[DATA]

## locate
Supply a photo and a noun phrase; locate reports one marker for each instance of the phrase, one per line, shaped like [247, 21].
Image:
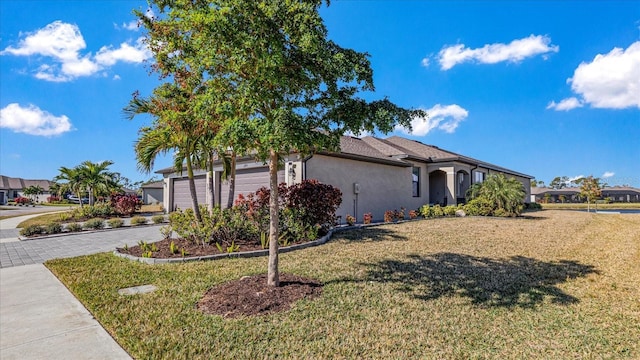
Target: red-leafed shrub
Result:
[313, 202]
[125, 204]
[22, 200]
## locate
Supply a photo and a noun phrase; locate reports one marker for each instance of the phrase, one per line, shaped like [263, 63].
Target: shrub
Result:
[366, 218]
[53, 199]
[426, 211]
[138, 220]
[350, 220]
[21, 200]
[157, 219]
[93, 211]
[53, 228]
[95, 224]
[479, 207]
[450, 210]
[125, 204]
[115, 223]
[388, 216]
[532, 206]
[32, 230]
[74, 227]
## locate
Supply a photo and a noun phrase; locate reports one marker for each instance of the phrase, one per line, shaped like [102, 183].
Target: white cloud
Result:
[515, 51]
[572, 179]
[61, 43]
[443, 117]
[610, 81]
[565, 105]
[126, 53]
[33, 121]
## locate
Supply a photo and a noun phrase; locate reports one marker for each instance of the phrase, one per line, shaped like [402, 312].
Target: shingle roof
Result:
[154, 185]
[10, 183]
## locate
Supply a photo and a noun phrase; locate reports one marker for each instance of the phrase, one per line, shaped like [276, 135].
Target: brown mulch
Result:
[251, 296]
[191, 248]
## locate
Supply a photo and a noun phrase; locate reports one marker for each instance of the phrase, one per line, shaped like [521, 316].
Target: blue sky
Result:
[541, 87]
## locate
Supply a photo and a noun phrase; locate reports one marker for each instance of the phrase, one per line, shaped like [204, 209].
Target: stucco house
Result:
[153, 193]
[572, 194]
[374, 175]
[11, 188]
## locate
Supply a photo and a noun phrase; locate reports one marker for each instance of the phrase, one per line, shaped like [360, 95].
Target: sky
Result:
[545, 88]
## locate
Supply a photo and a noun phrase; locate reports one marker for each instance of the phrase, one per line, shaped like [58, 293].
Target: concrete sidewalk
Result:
[41, 319]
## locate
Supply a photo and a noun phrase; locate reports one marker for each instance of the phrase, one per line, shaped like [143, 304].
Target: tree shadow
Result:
[515, 281]
[372, 233]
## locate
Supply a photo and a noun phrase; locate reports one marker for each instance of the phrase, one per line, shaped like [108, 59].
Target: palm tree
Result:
[166, 135]
[70, 180]
[96, 178]
[505, 193]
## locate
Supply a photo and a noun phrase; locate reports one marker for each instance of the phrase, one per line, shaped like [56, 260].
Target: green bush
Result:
[115, 223]
[95, 224]
[138, 220]
[74, 227]
[53, 228]
[450, 210]
[157, 219]
[32, 230]
[479, 207]
[426, 211]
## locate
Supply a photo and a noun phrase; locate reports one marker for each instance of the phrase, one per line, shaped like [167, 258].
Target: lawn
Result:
[556, 285]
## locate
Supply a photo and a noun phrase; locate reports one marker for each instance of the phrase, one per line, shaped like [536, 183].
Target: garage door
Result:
[248, 181]
[182, 195]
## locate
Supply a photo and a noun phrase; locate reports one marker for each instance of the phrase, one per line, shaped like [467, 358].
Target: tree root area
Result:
[251, 296]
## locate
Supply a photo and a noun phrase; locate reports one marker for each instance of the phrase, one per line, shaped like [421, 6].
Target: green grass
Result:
[581, 206]
[558, 285]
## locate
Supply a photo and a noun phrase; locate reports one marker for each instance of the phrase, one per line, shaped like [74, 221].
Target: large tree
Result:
[97, 179]
[591, 189]
[272, 61]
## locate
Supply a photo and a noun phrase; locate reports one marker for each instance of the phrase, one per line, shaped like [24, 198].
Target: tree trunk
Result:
[232, 181]
[192, 190]
[210, 190]
[272, 275]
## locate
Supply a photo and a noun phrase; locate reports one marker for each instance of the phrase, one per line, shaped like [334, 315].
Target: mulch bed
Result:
[191, 248]
[251, 296]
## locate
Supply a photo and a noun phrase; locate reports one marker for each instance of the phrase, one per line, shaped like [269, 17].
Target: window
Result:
[415, 176]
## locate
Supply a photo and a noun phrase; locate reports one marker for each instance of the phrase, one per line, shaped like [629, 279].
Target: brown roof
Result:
[9, 183]
[154, 185]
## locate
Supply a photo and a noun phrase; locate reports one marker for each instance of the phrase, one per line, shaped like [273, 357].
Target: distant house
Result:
[152, 193]
[572, 194]
[11, 188]
[374, 175]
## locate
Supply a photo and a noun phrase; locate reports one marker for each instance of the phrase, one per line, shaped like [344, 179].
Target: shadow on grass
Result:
[370, 234]
[515, 281]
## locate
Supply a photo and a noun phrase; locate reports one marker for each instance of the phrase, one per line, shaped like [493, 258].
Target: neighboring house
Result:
[153, 193]
[572, 194]
[374, 175]
[11, 188]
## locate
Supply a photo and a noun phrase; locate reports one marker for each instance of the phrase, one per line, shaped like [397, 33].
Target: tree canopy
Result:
[267, 75]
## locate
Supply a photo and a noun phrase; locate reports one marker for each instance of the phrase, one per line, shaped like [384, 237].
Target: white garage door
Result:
[248, 181]
[182, 195]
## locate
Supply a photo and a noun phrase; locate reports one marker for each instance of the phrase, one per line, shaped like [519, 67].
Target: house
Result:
[152, 193]
[374, 175]
[11, 188]
[572, 194]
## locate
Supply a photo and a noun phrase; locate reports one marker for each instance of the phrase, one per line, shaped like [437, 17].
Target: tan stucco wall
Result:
[382, 187]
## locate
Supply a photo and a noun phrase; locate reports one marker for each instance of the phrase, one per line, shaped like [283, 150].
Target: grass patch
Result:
[581, 206]
[555, 285]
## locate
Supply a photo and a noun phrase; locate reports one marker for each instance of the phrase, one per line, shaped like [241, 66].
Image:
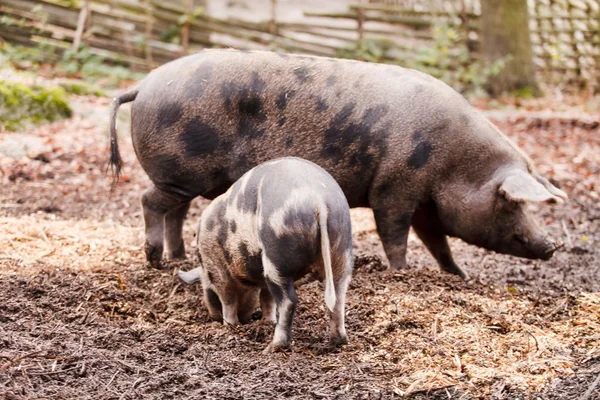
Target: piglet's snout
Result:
[550, 246]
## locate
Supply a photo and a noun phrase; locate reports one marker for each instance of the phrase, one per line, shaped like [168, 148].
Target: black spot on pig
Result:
[420, 155]
[303, 74]
[374, 114]
[217, 215]
[210, 223]
[275, 290]
[170, 175]
[282, 99]
[289, 141]
[250, 109]
[169, 113]
[253, 263]
[341, 117]
[365, 140]
[222, 240]
[321, 104]
[383, 189]
[399, 223]
[465, 119]
[218, 180]
[251, 106]
[234, 192]
[201, 140]
[248, 198]
[213, 300]
[293, 252]
[228, 92]
[257, 85]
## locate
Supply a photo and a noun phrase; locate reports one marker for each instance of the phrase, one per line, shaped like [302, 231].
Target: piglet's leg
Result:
[267, 306]
[230, 309]
[337, 327]
[285, 298]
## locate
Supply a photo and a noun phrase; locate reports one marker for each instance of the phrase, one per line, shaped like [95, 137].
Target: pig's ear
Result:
[520, 187]
[191, 277]
[551, 188]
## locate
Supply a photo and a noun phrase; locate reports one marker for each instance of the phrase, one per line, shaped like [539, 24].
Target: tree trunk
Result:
[505, 33]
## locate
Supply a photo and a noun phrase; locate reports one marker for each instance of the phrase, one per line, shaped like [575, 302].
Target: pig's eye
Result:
[521, 239]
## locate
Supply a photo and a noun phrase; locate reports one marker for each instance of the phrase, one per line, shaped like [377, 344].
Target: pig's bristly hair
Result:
[115, 162]
[330, 296]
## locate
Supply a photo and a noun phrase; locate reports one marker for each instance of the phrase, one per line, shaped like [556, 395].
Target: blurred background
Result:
[518, 47]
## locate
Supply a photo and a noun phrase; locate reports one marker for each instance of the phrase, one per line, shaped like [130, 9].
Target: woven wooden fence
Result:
[146, 33]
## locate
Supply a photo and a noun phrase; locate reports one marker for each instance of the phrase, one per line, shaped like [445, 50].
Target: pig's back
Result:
[216, 114]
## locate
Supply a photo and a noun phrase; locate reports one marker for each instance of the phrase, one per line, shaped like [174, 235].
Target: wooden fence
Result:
[146, 33]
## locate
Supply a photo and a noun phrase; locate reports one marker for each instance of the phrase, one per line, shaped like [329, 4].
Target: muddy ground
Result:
[81, 316]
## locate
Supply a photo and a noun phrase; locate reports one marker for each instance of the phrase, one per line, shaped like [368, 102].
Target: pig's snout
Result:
[549, 247]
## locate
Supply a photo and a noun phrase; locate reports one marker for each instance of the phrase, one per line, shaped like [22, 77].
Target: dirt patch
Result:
[82, 317]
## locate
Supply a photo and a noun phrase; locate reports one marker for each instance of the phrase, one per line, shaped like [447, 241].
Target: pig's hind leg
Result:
[174, 231]
[337, 327]
[284, 294]
[156, 204]
[393, 225]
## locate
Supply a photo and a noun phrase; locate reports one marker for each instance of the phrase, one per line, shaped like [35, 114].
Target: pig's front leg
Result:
[174, 232]
[393, 225]
[428, 227]
[284, 294]
[230, 313]
[267, 306]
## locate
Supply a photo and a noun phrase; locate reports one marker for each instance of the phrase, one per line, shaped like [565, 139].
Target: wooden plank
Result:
[405, 11]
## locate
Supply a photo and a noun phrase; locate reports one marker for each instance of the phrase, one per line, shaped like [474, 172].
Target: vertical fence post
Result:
[185, 31]
[148, 34]
[273, 21]
[360, 21]
[83, 14]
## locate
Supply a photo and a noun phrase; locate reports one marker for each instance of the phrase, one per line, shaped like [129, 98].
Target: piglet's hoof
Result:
[338, 341]
[277, 347]
[153, 255]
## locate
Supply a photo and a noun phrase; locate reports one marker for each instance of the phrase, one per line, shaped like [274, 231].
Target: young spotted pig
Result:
[281, 220]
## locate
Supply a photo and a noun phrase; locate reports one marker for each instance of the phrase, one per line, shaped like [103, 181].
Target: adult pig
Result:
[283, 219]
[396, 140]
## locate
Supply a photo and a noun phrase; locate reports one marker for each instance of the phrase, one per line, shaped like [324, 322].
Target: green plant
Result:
[21, 105]
[450, 60]
[371, 50]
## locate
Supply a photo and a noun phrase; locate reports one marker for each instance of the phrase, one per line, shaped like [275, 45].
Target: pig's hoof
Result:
[277, 347]
[398, 266]
[338, 340]
[177, 254]
[153, 255]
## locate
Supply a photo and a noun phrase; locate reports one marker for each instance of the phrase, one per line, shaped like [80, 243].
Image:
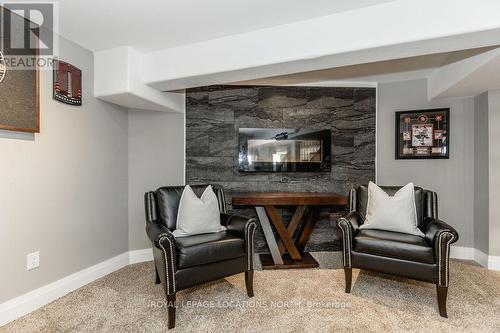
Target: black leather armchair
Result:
[187, 261]
[425, 259]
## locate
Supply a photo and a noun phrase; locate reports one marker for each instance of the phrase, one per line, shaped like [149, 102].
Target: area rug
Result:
[285, 301]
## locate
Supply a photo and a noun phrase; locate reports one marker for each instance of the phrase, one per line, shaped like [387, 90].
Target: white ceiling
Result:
[151, 25]
[375, 72]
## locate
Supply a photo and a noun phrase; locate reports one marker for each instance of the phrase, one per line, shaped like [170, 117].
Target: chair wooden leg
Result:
[249, 282]
[157, 280]
[442, 295]
[171, 310]
[348, 279]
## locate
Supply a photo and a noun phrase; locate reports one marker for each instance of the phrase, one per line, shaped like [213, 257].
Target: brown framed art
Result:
[20, 96]
[423, 134]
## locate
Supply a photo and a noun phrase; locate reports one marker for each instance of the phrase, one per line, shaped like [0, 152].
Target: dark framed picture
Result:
[423, 134]
[67, 83]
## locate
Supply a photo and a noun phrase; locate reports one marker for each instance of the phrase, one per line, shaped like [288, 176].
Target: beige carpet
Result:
[285, 301]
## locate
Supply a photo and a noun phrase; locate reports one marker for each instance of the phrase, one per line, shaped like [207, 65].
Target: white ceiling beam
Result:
[387, 31]
[467, 77]
[117, 79]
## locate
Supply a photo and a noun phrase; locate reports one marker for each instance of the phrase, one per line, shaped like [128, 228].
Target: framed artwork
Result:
[67, 83]
[423, 134]
[19, 89]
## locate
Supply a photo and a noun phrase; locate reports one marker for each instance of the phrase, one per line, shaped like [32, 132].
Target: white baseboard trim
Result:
[24, 304]
[469, 253]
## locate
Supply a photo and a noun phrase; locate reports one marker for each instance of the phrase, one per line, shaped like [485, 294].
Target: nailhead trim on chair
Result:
[250, 244]
[446, 257]
[346, 232]
[169, 273]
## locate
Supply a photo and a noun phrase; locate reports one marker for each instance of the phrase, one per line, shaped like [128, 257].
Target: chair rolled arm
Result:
[163, 239]
[244, 227]
[441, 235]
[434, 228]
[349, 224]
[353, 219]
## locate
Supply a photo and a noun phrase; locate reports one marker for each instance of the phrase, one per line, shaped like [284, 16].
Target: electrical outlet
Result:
[33, 260]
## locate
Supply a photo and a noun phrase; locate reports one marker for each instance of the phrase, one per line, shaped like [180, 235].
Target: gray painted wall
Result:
[156, 158]
[63, 191]
[452, 179]
[494, 171]
[214, 114]
[481, 170]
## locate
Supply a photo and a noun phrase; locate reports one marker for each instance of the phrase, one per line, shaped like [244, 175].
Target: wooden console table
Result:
[307, 208]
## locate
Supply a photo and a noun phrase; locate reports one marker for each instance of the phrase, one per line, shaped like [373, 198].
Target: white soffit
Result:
[387, 31]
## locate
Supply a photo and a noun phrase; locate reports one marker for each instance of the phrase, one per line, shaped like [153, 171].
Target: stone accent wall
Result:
[214, 114]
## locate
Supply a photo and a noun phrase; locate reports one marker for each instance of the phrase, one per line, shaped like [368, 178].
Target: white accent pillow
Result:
[397, 213]
[198, 215]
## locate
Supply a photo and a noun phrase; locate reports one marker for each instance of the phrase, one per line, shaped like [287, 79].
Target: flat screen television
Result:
[284, 150]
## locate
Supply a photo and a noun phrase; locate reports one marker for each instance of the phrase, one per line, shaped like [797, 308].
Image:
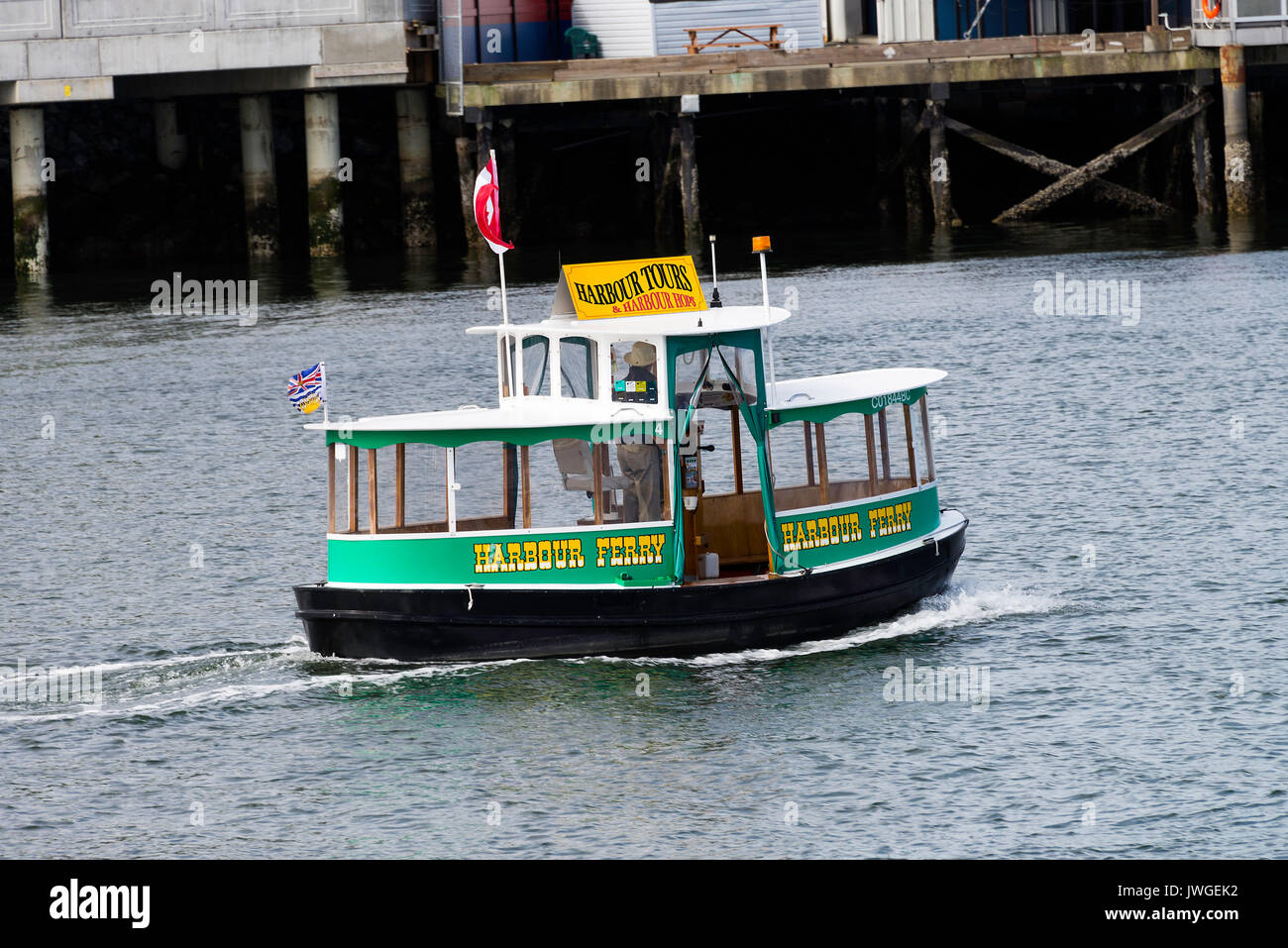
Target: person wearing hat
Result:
[642, 501]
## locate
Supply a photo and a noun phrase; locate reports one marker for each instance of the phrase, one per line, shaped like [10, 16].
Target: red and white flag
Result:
[487, 207]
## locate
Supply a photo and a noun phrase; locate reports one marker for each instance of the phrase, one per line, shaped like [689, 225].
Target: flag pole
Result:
[505, 308]
[326, 417]
[500, 257]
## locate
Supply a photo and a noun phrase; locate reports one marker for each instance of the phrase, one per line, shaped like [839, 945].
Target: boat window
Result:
[578, 368]
[561, 483]
[922, 440]
[634, 371]
[850, 458]
[410, 489]
[536, 366]
[894, 455]
[717, 386]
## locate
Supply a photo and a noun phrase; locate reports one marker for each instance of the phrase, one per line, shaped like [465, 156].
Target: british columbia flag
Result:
[308, 389]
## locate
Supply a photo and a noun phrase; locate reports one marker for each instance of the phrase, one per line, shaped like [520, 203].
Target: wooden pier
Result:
[922, 77]
[842, 65]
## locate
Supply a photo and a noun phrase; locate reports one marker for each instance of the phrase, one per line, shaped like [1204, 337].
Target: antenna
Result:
[761, 245]
[715, 282]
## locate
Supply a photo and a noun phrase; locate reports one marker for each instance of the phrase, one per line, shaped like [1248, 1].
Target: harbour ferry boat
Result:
[644, 487]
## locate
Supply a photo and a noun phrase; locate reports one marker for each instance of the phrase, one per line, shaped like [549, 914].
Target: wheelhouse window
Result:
[536, 366]
[634, 371]
[578, 368]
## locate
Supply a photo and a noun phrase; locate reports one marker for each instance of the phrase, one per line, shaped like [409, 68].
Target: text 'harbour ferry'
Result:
[644, 487]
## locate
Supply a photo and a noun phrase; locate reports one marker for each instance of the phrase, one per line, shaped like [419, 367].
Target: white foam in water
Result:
[181, 697]
[960, 605]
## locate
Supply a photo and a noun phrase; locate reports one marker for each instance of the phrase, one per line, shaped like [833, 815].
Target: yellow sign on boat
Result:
[629, 287]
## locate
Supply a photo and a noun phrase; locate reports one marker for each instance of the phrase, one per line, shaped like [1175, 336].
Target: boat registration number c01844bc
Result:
[513, 557]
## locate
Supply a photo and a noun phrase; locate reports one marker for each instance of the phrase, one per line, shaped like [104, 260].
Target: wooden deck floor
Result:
[842, 65]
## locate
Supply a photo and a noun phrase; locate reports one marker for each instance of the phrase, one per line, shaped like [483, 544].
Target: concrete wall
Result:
[54, 51]
[29, 20]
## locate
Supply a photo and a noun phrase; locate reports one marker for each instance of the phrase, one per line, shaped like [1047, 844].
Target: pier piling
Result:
[322, 155]
[259, 175]
[690, 204]
[30, 207]
[1239, 171]
[415, 167]
[171, 143]
[910, 123]
[1201, 147]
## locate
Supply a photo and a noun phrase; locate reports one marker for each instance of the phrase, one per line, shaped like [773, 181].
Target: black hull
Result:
[437, 625]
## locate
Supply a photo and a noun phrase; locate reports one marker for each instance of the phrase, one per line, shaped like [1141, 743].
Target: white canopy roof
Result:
[849, 386]
[529, 411]
[720, 320]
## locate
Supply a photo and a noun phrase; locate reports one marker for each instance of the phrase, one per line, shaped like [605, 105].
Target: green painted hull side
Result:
[545, 558]
[872, 526]
[539, 559]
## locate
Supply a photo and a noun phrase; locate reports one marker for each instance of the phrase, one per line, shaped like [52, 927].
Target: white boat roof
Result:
[849, 386]
[529, 411]
[694, 324]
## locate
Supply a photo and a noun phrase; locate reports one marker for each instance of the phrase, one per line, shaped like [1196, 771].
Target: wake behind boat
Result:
[644, 487]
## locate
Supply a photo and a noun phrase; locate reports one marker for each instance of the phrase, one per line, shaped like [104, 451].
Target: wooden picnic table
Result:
[748, 40]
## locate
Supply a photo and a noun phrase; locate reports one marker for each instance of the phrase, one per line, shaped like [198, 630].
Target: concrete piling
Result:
[1239, 171]
[322, 156]
[171, 143]
[940, 189]
[914, 213]
[690, 204]
[415, 167]
[259, 175]
[30, 207]
[1201, 147]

[/DATA]

▸ WHAT TO WORK ON: Once you find the line with "like [605, 105]." in the entries above, output it and each line after it up to and including the line with "like [1196, 771].", and nothing else.

▸ PROBLEM SOLUTION:
Supply a photo and a noun phrase; locate reports one marker for each instance of the phrase, one per line, shaped like [605, 105].
Target: green painted hull side
Result:
[545, 558]
[872, 526]
[539, 559]
## locate
Supply a photo and a noun phrase; locate reports one marker for each instance of the phrase, one per line, shaped like [52, 927].
Target: white boat roof
Result:
[849, 386]
[529, 411]
[694, 324]
## locate
Supply a photo and a noun phrase; locate reports one marker for each instance of the phrase, one per line, shaped like [1196, 771].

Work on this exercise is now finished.